A Verdade é então revelada: nós somos e sempre fomos o Eu Real livre dessas
qualidades negativas.
Enquanto o homem se considerar o agente ele também colherá
os frutos de suas ações; mas assim que ele realiza o Eu através da investigação
"Quem age?", seu sentimento de ser o agente desaparece, e o karma
triplo se extingue. Esse é o estado de libertação eterna.
Bhagavan disse: "Todos nós somos na verdade Sat-chit-ananda
(Existência-Consciência-Beatitude), mas as pessoas imaginam que estão presas e
por isso experimentam todo esse sofrimento." Então eu lhe perguntei por
que nós imaginamos isso, por que esse estado de ignorância (ajnana) nos cega, e
ele respondeu: "Pergunte para quem surgiu essa ignorância até que você
descubra que ela nunca surgiu para você, e que você é e sempre foi
Sat-chit-ananda. A pessoa passa por inúmeras austeridades
e disciplinas apenas para tomar-se aquilo que já é. Todo esforço tem como único propósito libertar a pessoa da
falsa impressão de que ela está limitada e presa ao sofrimento de samsara (esta vida não-iluminada, de sofrimento).
D.: Existe predestinação? E
se o que está destinado a acontecer irá acontecer de qualquer maneira, há
alguma utilidade em orar ou nos esforçarmos, ou simplesmente deveríamos ficar inertes?
Essa é uma forma concisa de uma pergunta que lhe faziam com
frequência e sua resposta é típica no sentido em que não apenas expõe a teoria,
mas também prescreve o que fazer.
B.: Só há duas maneiras de conquistar o destino ou ser
independente dele. Uma é investigar quem está submetido a esse destino e
descobrir que é apenas o ego que está preso a ele e não o Eu Real, e que o ego
é não-existente. A outra forma é matar o ego através da entrega absoluta a
Deus, compreendendo sua própria impotência e dizendo em todos os momentos: "Não eu, mas Vós, Oh meu Senhor", assim renunciando
todo sentimento de "eu" e "meu", e deixando que Deus faça o
que quiser com você. A entrega não é completa enquanto o devoto ainda espera
algo em troca dela. A verdadeira entrega é amar a
Deus pelo próprio amor, e não a fim de ganhar alguma outra coisa, nem mesmo a
salvação. Em outras palavras, para conquistar o destino é preciso apagar o ego completamente,
quer você faça isso por meio da auto-inquirição (atma-vichara) ou por meio do caminho
da devoção (bhakti marga).
Essa forma de responder é comum entre os mestres espirituais.

**Seção de dados**
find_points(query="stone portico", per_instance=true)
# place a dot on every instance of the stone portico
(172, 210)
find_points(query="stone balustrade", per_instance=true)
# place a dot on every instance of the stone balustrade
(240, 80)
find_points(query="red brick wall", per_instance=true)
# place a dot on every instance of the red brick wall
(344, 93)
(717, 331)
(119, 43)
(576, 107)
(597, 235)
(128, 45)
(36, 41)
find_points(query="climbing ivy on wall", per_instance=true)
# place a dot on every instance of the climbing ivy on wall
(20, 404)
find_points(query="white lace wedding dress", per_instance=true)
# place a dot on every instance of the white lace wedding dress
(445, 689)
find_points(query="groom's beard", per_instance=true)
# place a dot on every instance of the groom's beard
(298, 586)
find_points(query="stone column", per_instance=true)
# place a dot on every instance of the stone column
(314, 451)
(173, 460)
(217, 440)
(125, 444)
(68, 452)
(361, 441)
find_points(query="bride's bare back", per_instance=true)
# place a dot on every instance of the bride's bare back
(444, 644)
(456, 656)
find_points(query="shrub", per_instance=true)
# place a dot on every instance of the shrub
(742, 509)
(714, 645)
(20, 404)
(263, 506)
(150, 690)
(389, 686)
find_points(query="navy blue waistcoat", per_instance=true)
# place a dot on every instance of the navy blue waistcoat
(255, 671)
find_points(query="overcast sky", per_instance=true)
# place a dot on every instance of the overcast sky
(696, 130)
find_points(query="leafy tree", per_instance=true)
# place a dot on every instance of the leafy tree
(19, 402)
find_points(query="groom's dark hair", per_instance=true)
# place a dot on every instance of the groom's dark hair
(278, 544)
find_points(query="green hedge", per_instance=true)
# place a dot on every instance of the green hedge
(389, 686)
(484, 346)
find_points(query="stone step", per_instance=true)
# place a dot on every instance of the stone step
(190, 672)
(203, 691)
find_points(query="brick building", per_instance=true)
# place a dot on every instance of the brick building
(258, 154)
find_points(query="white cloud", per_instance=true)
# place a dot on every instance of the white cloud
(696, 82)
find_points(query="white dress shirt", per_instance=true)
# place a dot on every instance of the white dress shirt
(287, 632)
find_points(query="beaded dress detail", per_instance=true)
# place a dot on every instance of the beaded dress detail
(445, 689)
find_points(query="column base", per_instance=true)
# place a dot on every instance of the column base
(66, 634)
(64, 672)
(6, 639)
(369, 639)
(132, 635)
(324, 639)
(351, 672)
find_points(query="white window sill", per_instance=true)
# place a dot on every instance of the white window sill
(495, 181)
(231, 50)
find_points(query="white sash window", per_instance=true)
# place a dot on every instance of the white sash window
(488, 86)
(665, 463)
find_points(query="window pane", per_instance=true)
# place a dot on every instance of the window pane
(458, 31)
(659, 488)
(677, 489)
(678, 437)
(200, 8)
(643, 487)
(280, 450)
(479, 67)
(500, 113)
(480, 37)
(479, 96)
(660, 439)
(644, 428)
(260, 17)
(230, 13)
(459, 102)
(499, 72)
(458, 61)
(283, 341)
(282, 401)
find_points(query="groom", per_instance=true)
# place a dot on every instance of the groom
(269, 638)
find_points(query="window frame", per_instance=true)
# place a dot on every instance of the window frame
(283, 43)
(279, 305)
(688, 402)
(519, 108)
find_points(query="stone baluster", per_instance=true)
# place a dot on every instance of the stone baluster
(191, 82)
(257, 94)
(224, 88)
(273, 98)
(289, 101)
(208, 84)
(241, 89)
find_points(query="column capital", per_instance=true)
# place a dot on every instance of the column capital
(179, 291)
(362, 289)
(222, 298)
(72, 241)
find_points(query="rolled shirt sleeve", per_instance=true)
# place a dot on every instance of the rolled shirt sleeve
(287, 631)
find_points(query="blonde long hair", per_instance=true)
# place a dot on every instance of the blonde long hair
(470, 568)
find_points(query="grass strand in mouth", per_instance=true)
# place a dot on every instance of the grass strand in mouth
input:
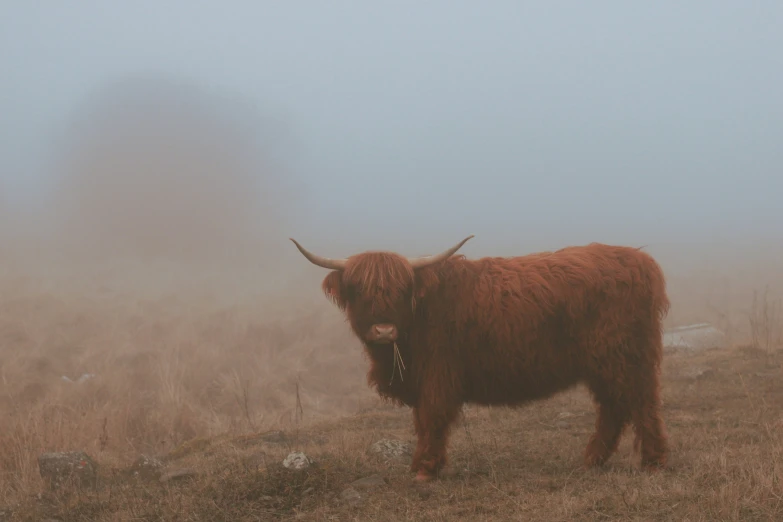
(397, 359)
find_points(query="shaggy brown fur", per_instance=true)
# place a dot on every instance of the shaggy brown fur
(506, 331)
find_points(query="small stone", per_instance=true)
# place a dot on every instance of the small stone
(368, 483)
(147, 467)
(255, 462)
(298, 461)
(351, 496)
(178, 475)
(58, 467)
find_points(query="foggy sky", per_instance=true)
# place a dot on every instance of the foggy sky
(546, 123)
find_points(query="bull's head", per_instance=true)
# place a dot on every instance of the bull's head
(378, 290)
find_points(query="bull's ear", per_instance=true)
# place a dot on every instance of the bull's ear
(426, 282)
(332, 287)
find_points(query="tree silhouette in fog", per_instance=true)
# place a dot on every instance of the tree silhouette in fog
(159, 168)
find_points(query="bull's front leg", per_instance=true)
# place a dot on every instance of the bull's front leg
(432, 423)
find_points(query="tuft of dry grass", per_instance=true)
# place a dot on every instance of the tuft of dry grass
(723, 415)
(227, 385)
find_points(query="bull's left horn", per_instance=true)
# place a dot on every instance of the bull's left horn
(324, 262)
(421, 262)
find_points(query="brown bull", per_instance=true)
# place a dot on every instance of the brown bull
(442, 331)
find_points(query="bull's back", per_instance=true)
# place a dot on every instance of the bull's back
(526, 325)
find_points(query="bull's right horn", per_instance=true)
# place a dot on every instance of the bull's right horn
(421, 262)
(324, 262)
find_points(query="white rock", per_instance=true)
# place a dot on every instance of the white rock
(297, 460)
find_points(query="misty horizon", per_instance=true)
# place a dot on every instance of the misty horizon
(527, 124)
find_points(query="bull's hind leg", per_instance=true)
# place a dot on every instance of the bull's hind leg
(613, 416)
(648, 423)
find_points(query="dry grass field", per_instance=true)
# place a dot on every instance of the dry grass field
(228, 386)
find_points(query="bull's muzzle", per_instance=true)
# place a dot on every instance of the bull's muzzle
(382, 333)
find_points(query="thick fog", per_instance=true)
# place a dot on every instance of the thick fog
(155, 157)
(527, 124)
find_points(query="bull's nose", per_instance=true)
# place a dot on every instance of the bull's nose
(384, 330)
(384, 333)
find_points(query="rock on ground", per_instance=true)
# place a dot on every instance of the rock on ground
(147, 467)
(58, 467)
(297, 460)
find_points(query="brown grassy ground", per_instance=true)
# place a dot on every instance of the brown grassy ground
(725, 424)
(197, 377)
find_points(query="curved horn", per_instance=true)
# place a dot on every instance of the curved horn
(421, 262)
(324, 262)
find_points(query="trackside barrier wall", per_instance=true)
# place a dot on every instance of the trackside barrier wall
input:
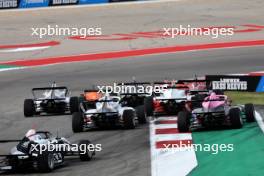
(9, 4)
(236, 82)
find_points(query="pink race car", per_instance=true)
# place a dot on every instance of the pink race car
(215, 111)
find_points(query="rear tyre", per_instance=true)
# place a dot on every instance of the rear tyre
(45, 162)
(250, 112)
(141, 114)
(29, 108)
(236, 121)
(85, 155)
(129, 119)
(74, 104)
(77, 122)
(148, 106)
(184, 121)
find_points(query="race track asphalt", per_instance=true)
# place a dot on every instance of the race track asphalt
(125, 152)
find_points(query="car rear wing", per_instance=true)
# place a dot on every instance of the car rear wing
(209, 100)
(50, 88)
(141, 93)
(214, 112)
(99, 113)
(134, 83)
(167, 99)
(12, 140)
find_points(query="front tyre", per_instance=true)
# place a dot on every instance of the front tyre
(148, 106)
(184, 121)
(29, 108)
(129, 119)
(250, 112)
(46, 162)
(74, 104)
(141, 114)
(235, 119)
(85, 155)
(77, 122)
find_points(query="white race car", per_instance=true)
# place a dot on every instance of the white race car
(109, 111)
(41, 151)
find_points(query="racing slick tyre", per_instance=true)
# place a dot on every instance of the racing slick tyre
(141, 114)
(250, 112)
(45, 162)
(184, 121)
(129, 119)
(29, 108)
(85, 155)
(235, 119)
(77, 122)
(148, 106)
(74, 104)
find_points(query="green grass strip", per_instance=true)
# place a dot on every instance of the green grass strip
(247, 158)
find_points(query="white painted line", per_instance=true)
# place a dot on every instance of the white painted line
(23, 49)
(259, 121)
(180, 136)
(12, 68)
(166, 125)
(89, 5)
(172, 162)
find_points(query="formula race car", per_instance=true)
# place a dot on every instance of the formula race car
(108, 112)
(215, 111)
(174, 97)
(49, 100)
(89, 96)
(35, 151)
(169, 102)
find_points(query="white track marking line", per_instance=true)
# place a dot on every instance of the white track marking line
(259, 121)
(166, 125)
(168, 137)
(89, 5)
(12, 68)
(172, 162)
(23, 49)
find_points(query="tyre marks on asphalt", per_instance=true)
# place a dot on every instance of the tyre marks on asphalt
(168, 158)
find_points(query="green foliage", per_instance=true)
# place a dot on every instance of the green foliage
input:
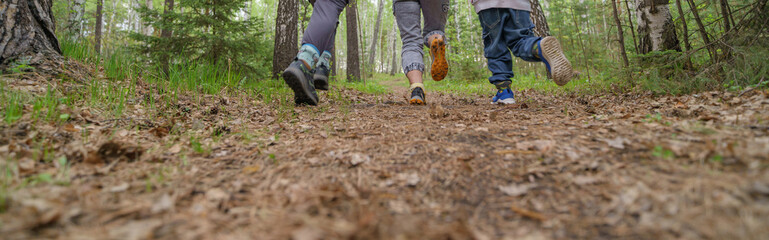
(12, 103)
(207, 32)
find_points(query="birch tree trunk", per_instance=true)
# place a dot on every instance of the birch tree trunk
(372, 49)
(99, 25)
(538, 18)
(394, 54)
(286, 36)
(353, 58)
(655, 27)
(148, 29)
(28, 35)
(620, 34)
(75, 21)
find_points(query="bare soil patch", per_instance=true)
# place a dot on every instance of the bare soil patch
(370, 167)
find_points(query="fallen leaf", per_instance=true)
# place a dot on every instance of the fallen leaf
(163, 204)
(357, 158)
(516, 189)
(176, 148)
(119, 188)
(251, 169)
(618, 142)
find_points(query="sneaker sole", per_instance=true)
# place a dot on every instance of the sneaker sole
(302, 92)
(503, 102)
(440, 66)
(320, 83)
(560, 67)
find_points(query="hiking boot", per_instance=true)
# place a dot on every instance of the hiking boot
(558, 67)
(298, 76)
(504, 96)
(440, 66)
(417, 96)
(320, 79)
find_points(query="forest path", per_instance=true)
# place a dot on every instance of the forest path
(371, 167)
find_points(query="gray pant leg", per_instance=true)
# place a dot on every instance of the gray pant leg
(436, 13)
(409, 19)
(322, 27)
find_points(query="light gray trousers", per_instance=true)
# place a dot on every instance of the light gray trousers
(408, 14)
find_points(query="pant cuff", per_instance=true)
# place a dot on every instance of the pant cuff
(427, 37)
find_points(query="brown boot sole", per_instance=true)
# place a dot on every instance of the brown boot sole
(440, 66)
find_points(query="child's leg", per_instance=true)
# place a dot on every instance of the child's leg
(322, 27)
(519, 35)
(408, 16)
(317, 38)
(528, 47)
(435, 14)
(495, 47)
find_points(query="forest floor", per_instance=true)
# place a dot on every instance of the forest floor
(367, 166)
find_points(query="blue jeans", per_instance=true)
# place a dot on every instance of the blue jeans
(505, 30)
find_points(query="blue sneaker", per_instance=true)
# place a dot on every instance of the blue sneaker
(504, 96)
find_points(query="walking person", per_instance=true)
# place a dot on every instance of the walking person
(310, 69)
(408, 15)
(507, 27)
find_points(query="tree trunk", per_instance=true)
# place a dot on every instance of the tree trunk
(703, 32)
(726, 15)
(75, 23)
(377, 26)
(394, 64)
(27, 34)
(166, 33)
(632, 27)
(99, 24)
(353, 58)
(148, 29)
(687, 44)
(110, 22)
(655, 26)
(620, 34)
(285, 36)
(538, 18)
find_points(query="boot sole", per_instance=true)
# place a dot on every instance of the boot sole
(440, 66)
(302, 92)
(560, 67)
(416, 102)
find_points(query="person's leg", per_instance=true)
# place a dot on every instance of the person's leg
(435, 14)
(529, 47)
(496, 52)
(408, 17)
(319, 34)
(322, 27)
(323, 67)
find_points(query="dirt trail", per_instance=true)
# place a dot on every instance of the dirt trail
(370, 167)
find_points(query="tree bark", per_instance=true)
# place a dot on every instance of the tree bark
(99, 24)
(655, 26)
(166, 33)
(27, 35)
(372, 49)
(353, 58)
(75, 21)
(148, 29)
(620, 34)
(394, 64)
(538, 18)
(687, 44)
(632, 27)
(286, 36)
(703, 32)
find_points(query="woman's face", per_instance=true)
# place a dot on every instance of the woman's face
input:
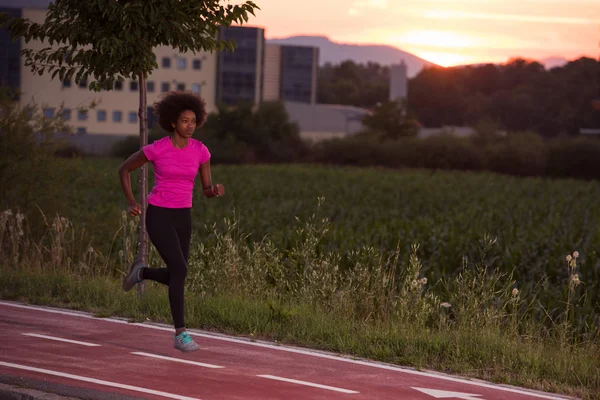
(186, 124)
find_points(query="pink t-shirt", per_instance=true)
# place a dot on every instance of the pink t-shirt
(175, 171)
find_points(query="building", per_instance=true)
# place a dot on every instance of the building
(10, 54)
(398, 81)
(254, 72)
(325, 121)
(240, 72)
(291, 73)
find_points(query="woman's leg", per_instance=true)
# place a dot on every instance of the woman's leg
(161, 227)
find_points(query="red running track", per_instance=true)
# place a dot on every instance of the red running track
(112, 355)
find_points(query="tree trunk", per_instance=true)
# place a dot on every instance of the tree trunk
(143, 182)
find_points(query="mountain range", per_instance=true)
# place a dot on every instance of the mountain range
(333, 52)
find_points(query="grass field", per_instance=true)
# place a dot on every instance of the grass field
(454, 271)
(536, 222)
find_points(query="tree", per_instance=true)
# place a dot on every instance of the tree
(392, 120)
(111, 40)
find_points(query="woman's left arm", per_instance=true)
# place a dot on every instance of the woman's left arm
(208, 188)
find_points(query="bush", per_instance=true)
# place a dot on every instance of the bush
(129, 145)
(68, 151)
(520, 154)
(30, 174)
(447, 152)
(574, 158)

**Problema proposto**
No trecho para leitura, o que Bhagavan afirma que todos nós somos na verdade? Os itens provêm de uma fonte diferente da do trecho.

**Exercício resolvido**
Sat-chit-ananda (Existência-Consciência-Beatitude).